(Records from a point-labeling set)
········
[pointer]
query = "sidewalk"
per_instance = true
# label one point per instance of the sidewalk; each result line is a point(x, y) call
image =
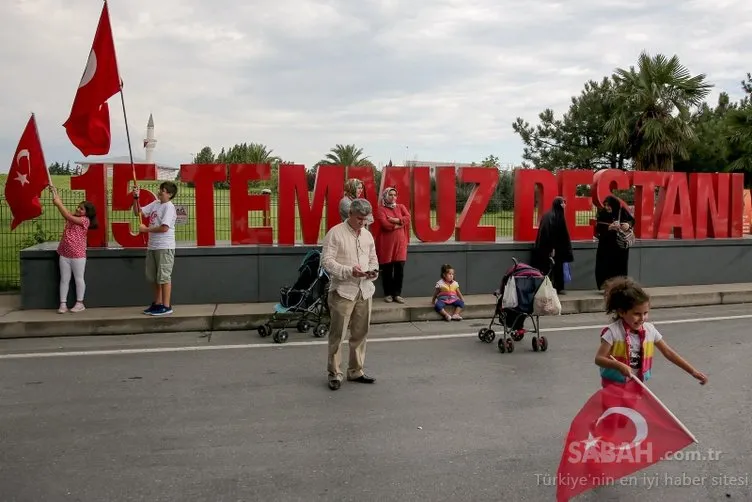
point(15, 323)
········
▸ PROMPT:
Copy every line of the records above without any changes, leaving out the pictures.

▸ FULL OUTPUT:
[pointer]
query = "sidewalk"
per_instance = true
# label one point per instance of the sidewalk; each result line is a point(x, y) call
image =
point(15, 323)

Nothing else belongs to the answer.